- Selected passage:
Upgrade Authorization with Ossification

/**
 * @notice Authorize upgrade (UUPS pattern)
 * @dev Respects ossification stage
 */
function _authorizeUpgrade(address newImplementation)
    internal
    override
    onlyRole(GOVERNOR_ROLE)
{
    if (currentStage == GovernanceStage.OSSIFIED) {
        revert ContractIsOssified();  // ✅ Cannot upgrade when ossified
    }
    // If not ossified, upgrade allowed (caller has GOVERNOR_ROLE)
}

View Functions

/**
 * @notice Check if contract can be upgraded
 * @return Whether contract is not ossified
 */
function canUpgrade() external view returns (bool) {
    return currentStage != GovernanceStage.OSSIFIED;
}

/**
 * @notice Get governance stage information
 * @return stage Current governance stage
 * @return governor Current governor address
 * @return canBeUpgraded Whether upgrades are allowed
 */
function getGovernanceInfo()
    external
    view
    returns (
        GovernanceStage stage,
        address governor,
        bool canBeUpgraded
    )
{
    stage = currentStage;
    canBeUpgraded = (currentStage != GovernanceStage.OSSIFIED);

    if (currentStage == GovernanceStage.BOOTSTRAP) {
        governor = bootstrapGovernor;
    } else if (currentStage == GovernanceStage.MULTISIG) {
        governor = guardianMultisig;
    } else if (currentStage == GovernanceStage.DAO) {
        governor = daoGovernor;
    } else {
        governor = address(0);  // Ossified, no governor
    }
}

Benefits

• Progressive Decentralization: Gradual transition from team to community
• Fail-Safe: Multisig provides safety net during transition
• Transparency: All stages tracked on-chain with events
• One-Way: Cannot revert to previous stages (prevents governance capture)

- Directive: Check the following three statements against the upgrade governance text, answering yes or no for each and quoting the deciding words exactly. 1. In the DAO stage, getGovernanceInfo reports daoGovernor as the governor. 2. When the contract is ossified, getGovernanceInfo reports the bootstrap governor. 3. The contract can move back to an earlier governance stage.

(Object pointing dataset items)
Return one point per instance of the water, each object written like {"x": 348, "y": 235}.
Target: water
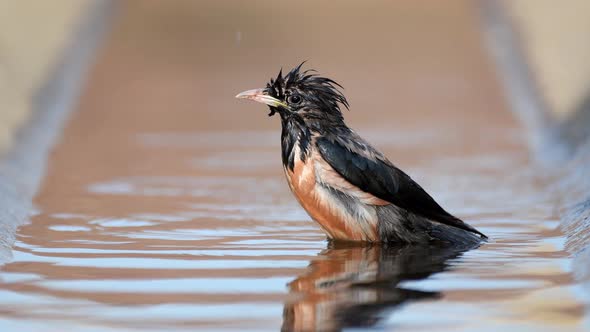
{"x": 164, "y": 206}
{"x": 235, "y": 252}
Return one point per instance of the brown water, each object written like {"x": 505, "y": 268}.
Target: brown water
{"x": 164, "y": 206}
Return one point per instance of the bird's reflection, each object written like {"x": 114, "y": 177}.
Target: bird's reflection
{"x": 348, "y": 286}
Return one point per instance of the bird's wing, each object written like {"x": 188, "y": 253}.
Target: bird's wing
{"x": 366, "y": 168}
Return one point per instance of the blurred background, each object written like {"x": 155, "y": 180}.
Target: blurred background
{"x": 149, "y": 198}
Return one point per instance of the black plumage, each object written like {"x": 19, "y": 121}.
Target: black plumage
{"x": 349, "y": 187}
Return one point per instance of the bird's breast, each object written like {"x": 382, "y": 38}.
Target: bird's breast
{"x": 313, "y": 182}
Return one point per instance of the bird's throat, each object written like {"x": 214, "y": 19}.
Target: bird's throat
{"x": 295, "y": 141}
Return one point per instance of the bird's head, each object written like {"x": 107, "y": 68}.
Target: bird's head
{"x": 302, "y": 94}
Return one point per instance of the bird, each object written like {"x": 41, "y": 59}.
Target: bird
{"x": 346, "y": 185}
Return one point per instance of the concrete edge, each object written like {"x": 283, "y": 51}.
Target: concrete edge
{"x": 22, "y": 167}
{"x": 547, "y": 137}
{"x": 523, "y": 95}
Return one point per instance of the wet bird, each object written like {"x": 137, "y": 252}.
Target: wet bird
{"x": 348, "y": 187}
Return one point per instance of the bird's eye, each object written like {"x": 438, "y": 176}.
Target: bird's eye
{"x": 294, "y": 99}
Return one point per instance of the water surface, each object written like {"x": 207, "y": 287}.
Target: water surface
{"x": 164, "y": 206}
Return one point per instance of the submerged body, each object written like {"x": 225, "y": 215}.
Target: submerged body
{"x": 348, "y": 187}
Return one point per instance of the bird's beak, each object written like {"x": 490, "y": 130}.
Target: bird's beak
{"x": 261, "y": 96}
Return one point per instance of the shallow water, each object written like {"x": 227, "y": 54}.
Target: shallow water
{"x": 236, "y": 252}
{"x": 164, "y": 205}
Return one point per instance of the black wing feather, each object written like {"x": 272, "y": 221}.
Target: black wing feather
{"x": 366, "y": 168}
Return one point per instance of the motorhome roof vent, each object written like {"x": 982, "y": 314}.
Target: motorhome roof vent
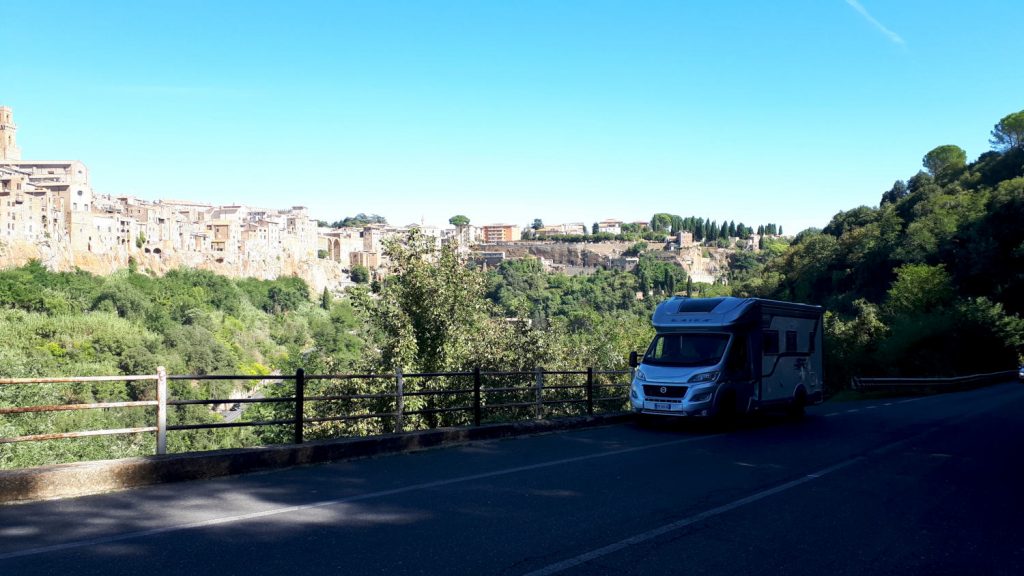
{"x": 698, "y": 304}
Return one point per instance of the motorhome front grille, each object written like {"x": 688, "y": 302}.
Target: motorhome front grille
{"x": 655, "y": 391}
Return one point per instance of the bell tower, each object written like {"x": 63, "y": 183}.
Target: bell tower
{"x": 8, "y": 141}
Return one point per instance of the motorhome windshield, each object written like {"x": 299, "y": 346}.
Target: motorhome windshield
{"x": 686, "y": 350}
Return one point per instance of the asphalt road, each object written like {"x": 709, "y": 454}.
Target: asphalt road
{"x": 929, "y": 485}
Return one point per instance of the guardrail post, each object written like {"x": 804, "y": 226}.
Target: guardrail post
{"x": 300, "y": 403}
{"x": 476, "y": 396}
{"x": 590, "y": 391}
{"x": 539, "y": 411}
{"x": 399, "y": 400}
{"x": 161, "y": 410}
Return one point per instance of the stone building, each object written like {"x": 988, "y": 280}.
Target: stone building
{"x": 48, "y": 210}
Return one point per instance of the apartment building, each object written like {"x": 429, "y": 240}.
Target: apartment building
{"x": 500, "y": 233}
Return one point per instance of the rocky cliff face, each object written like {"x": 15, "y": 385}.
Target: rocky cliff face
{"x": 318, "y": 274}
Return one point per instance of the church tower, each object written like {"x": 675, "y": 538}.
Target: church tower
{"x": 8, "y": 142}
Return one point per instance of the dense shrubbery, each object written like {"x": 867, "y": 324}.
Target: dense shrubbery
{"x": 927, "y": 284}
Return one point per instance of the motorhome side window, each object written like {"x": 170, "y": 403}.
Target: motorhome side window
{"x": 791, "y": 340}
{"x": 738, "y": 363}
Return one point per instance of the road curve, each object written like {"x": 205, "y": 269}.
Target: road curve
{"x": 907, "y": 486}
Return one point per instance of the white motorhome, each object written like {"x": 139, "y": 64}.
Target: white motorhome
{"x": 728, "y": 356}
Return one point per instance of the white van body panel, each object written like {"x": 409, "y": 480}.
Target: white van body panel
{"x": 773, "y": 358}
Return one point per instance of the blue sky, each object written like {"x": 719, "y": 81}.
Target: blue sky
{"x": 507, "y": 111}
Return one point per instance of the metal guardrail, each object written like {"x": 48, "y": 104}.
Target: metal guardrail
{"x": 919, "y": 383}
{"x": 479, "y": 399}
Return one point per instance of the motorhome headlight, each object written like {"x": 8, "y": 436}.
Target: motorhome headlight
{"x": 705, "y": 377}
{"x": 702, "y": 396}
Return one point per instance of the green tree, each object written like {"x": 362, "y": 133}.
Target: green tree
{"x": 944, "y": 160}
{"x": 1009, "y": 132}
{"x": 359, "y": 274}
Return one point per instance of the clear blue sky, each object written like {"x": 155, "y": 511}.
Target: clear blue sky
{"x": 507, "y": 111}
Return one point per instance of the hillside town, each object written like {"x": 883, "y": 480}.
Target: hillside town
{"x": 50, "y": 212}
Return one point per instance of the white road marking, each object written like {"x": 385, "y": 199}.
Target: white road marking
{"x": 358, "y": 497}
{"x": 650, "y": 534}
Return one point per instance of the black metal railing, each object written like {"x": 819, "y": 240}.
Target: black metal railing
{"x": 395, "y": 402}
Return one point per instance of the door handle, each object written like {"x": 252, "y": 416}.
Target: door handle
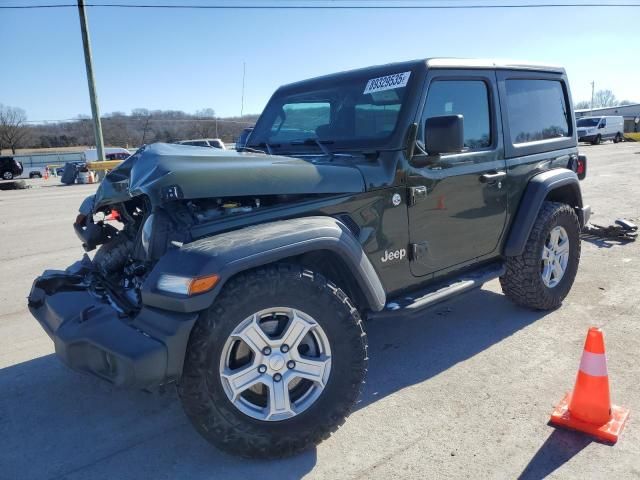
{"x": 493, "y": 177}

- Completed task:
1. Yes: "governor = daoGovernor;"
2. No: "governor = address(0);"
3. No: "Cannot revert to previous stages"